Selected excerpt:
——
Beyond that, the best way to find out which distributors to target, 
especially oversees, is to look up any film on the IMDB, go to the 
"company credits," and then look at all of the different distributors 
that worked in each market (the UK, Germany, France, Italy, 
Argentina, Japan, etc).


Keep up to date by checking our website frequently.

Take care

Josh Mandel

"Ringers: Lord of the Fans" Producer
Planet BB Entertainment
2658 Griffith Park Blvd., #243
Los Angeles, CA 90039
office: +1 323-669-1173
fax: +1 310-652-6743
[email protected]

http://www.lordofthefans.net



On Mar 11, 2005, at 8:24 AM, Barliman Butterbur wrote:

> I was just wondering how close you are to getting the movie on to 
> DVD. Surely there must be some way to contract with a duplication 
> studio to produce DVDs on an "order-to-go" basis at the very least? 
> This film will be forgotten about if it isn't distributed to all 
> the people who want to see it.
>
> Cheers,
>
> Barley


----------



## Barliman Butterbur (Mar 28, 2005)

*RINGERS West Coast Premiere Extravaganza!*

Ringer fans rejoice! A very special event is being planned for the 
West Coast Premiere of "Ringers: Lord of the Fans!" The documentary 
phenomenon that made such a huge splash at Slamdance in Park City 
last January is now being screened again at an exclusive engagement 
with the 2005 Newport Beach Film Festival on April 23, 2005. This 
theatrical presentation of the hottest film in the Tolkien universe 
also includes a rare screening of Billy Boyd's short film "Instant 
Credit!" A huge after-party is scheduled at the Hard Rock Cafe 
immediately following. For full details and how to get your tickets 
to this fantastic event! Visit the NBFF official site. 
http://www.newportbeachfilmfest.com

***************


*FOR IMMEDIATE RELEASE
RINGERS: LORD OF THE FANS WEST COAST PREMIERE
AT THE 2005 NEWPORT BEACH FILM FESTIVAL
ON APRIL 23, 2005*

HOLLYWOOD, CALIFORNIA -- MARCH 24, 2005 -- Southern California’s 
Ringer fans will enjoy the long-awaited chance to see RINGERS: LORD 
OF THE FANS at the 2005 Newport Beach Film Festival. Enthusiasts of 
Tolkien’s books are legion, expanded by the success of Peter 
Jackson’s “Lord of the Rings” Oscar-sweeping trilogy; but fans will 
only be able to catch the hot documentary phenomenon that took over 
Park City at NBFF’s exclusive screening. The event is scheduled 
Saturday, April 23, 2005, at 7:30pm at the classic LIDO CINEMA 
located at 3459 Via Lido, Newport Beach, CA, 92663 -- Tel: 
949-673-8350.
——
Extracted entries:
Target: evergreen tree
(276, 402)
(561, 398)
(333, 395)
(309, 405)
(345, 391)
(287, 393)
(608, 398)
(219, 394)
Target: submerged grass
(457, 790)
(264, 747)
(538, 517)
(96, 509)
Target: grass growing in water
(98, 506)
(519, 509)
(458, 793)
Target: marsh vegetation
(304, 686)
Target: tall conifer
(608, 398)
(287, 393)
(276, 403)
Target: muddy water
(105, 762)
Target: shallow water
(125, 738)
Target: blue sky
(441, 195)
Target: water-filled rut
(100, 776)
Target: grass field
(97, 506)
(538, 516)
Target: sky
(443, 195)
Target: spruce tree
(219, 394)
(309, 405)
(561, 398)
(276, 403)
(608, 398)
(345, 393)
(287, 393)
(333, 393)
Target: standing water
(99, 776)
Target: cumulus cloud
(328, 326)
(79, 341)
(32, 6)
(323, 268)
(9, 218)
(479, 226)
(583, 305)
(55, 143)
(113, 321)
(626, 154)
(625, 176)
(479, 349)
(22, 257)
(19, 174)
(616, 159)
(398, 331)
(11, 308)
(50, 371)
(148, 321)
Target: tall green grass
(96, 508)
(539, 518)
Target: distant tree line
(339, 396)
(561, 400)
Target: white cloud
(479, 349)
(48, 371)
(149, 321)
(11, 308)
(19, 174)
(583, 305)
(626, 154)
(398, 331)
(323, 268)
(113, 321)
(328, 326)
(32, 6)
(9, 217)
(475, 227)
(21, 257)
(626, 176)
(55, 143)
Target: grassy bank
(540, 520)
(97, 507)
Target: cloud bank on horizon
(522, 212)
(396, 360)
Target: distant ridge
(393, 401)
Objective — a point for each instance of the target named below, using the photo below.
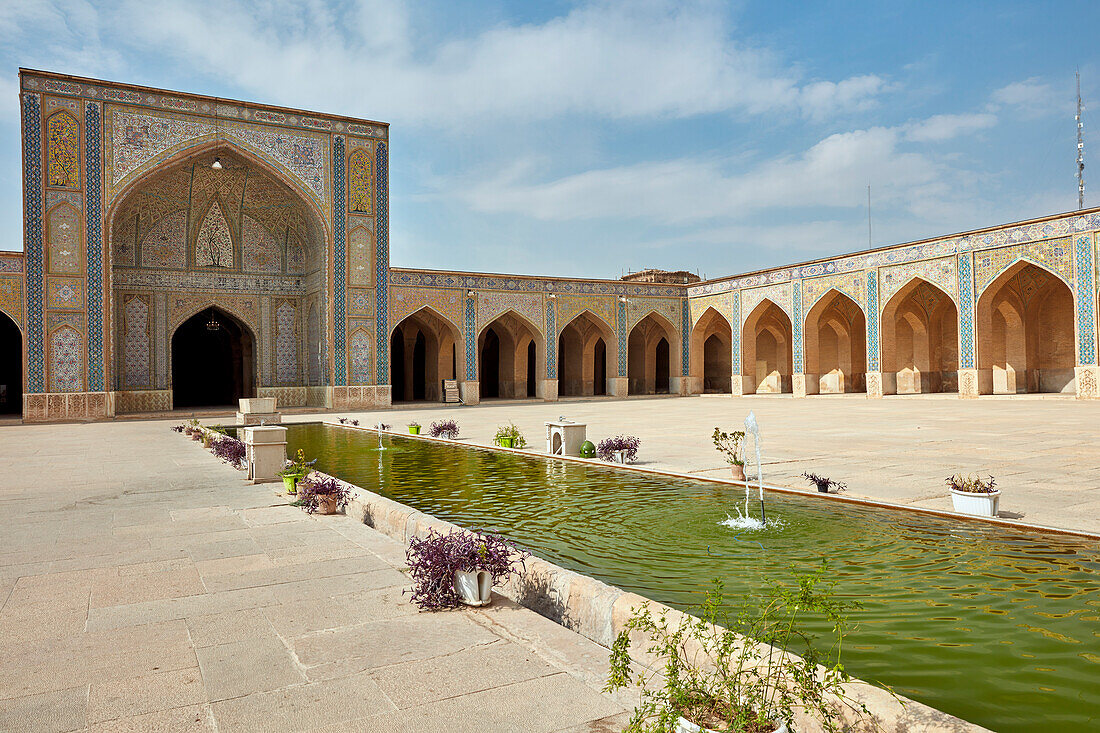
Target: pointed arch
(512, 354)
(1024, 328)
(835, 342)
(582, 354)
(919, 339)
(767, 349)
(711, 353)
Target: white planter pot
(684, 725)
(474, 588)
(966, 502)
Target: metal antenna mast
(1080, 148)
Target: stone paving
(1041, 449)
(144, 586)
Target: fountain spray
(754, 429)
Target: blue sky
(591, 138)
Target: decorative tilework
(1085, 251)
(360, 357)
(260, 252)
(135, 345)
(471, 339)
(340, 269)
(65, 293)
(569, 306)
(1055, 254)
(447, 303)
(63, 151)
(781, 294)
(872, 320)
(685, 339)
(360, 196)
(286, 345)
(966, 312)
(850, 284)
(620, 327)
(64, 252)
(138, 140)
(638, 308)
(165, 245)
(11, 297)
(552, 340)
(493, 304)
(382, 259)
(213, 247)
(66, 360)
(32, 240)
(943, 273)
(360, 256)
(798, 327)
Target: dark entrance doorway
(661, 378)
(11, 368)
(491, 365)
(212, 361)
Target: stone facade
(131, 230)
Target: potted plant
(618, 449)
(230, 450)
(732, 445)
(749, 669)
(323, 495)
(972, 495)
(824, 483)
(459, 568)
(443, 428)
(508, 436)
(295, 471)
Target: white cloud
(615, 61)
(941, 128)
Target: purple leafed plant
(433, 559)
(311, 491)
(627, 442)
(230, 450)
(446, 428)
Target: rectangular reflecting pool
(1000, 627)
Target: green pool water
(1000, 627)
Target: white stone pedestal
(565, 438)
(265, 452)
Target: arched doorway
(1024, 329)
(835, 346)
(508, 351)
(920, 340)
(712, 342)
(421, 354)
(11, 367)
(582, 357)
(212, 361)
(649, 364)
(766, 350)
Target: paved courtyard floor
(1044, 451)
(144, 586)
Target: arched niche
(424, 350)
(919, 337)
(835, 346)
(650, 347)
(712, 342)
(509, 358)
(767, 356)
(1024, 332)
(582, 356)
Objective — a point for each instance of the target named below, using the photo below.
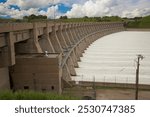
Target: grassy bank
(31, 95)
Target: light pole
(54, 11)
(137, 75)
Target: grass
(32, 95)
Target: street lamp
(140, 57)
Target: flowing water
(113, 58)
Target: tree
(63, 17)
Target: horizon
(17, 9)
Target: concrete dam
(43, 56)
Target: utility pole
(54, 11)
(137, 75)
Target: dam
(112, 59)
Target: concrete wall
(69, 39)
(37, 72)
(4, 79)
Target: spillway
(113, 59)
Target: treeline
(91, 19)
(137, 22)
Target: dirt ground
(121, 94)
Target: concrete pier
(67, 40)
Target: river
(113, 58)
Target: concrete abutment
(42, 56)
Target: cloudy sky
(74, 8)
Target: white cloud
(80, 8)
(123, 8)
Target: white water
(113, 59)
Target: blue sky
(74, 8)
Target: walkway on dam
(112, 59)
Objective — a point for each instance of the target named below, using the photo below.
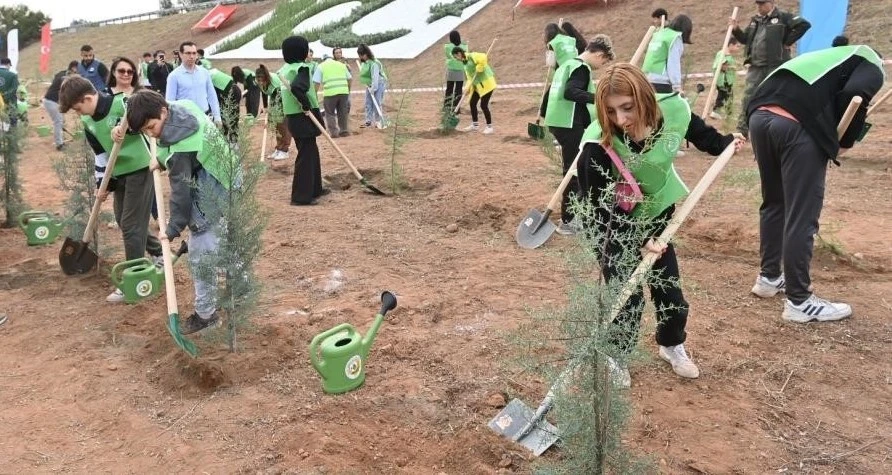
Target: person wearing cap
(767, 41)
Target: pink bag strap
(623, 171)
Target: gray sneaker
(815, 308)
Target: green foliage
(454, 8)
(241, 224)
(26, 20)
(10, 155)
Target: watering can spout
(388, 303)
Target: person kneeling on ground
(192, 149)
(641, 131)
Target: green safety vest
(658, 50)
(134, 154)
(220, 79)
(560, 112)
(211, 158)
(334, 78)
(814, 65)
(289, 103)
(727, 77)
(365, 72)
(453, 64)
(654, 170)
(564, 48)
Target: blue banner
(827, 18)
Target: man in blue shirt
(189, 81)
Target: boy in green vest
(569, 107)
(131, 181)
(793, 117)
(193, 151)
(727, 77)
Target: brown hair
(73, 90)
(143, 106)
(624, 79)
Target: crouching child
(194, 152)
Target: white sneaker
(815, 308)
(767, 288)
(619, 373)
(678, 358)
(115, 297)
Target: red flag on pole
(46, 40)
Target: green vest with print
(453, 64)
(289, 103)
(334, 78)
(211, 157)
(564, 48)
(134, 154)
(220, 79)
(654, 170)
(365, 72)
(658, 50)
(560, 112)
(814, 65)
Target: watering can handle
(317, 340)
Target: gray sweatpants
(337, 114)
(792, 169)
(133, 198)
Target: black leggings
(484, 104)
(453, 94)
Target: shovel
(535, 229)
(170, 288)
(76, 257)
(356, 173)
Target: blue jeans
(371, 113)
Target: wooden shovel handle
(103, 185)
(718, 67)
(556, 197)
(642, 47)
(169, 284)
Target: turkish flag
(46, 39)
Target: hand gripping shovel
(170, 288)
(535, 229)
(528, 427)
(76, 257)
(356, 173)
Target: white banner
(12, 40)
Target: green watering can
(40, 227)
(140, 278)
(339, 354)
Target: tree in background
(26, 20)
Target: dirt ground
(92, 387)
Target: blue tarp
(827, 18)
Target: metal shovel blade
——
Set exercise: Return the forum thread on the "Ringers" documentary word for word, starting at "On Mar 11, 2005, at" and ending at "the very least?". Work only from the text; ignore the data.

The answer:
On Mar 11, 2005, at 8:24 AM, Barliman Butterbur wrote:

> I was just wondering how close you are to getting the movie on to 
> DVD. Surely there must be some way to contract with a duplication 
> studio to produce DVDs on an "order-to-go" basis at the very least?